Supplied records:
——
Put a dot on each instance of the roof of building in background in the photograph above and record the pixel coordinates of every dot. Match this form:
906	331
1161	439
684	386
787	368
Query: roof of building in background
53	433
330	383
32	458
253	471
——
Problem details: Reproduce the records above with every character intact.

Answer to this task:
Put a dot on each instance of the roof of building in background in the photograph above and record the pixel coordinates of every dot. Match this form:
906	331
1161	439
684	386
787	368
Query: roof of building in background
53	433
330	383
32	458
253	471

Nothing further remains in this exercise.